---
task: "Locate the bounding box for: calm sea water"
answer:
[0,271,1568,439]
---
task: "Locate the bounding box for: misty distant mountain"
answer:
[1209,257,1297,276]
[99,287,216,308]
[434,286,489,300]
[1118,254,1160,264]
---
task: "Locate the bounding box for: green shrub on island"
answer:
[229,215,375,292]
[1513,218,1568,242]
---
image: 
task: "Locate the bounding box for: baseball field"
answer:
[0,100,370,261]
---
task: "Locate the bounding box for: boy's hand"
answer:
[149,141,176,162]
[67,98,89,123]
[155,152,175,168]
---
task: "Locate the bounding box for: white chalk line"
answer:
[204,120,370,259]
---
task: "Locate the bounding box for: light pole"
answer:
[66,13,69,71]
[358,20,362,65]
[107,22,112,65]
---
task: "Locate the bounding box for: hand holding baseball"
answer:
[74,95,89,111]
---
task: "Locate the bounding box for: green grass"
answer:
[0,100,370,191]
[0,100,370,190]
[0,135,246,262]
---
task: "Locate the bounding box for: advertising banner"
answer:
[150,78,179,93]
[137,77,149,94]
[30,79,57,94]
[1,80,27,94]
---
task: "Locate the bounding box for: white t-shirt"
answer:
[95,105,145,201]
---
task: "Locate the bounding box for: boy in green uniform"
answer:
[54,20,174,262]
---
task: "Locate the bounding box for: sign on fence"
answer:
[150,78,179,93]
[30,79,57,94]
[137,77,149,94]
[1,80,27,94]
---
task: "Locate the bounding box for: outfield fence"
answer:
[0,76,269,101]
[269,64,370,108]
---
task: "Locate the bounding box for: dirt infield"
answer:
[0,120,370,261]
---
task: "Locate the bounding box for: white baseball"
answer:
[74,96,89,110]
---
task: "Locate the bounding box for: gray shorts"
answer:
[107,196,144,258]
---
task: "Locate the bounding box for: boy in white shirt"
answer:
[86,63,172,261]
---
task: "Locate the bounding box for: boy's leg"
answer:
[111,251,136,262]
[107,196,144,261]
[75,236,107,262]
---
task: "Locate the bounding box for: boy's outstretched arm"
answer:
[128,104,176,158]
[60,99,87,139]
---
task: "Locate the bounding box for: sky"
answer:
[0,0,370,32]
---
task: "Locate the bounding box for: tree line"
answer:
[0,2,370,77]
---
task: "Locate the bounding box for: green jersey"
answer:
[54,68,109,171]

Goal: Rewrite the material as a numbered list, from its first line through the line containing "[155,152,175,168]", both ends included, and omit any blank lines.

Exercise output:
1. ---
2. task: "Locate the bounding box for: calm sea water"
3. answer:
4. [0,271,1568,439]
5. ---
6. task: "Locate the bounding box for: misty distant mountain"
7. answer:
8. [1209,257,1297,276]
9. [99,287,216,308]
10. [434,286,489,300]
11. [1118,254,1160,264]
12. ---
13. task: "Locate the bounding box for: green shrub on island"
14. answer:
15. [229,215,375,292]
16. [1513,218,1568,242]
17. ---
18. image: 
19. task: "Locate the bounding box for: baseball field"
20. answer:
21. [0,100,370,261]
22. ---
23. task: "Locate the bounding box for: boy's hand"
24. answer:
25. [149,141,176,162]
26. [67,98,89,123]
27. [155,152,175,168]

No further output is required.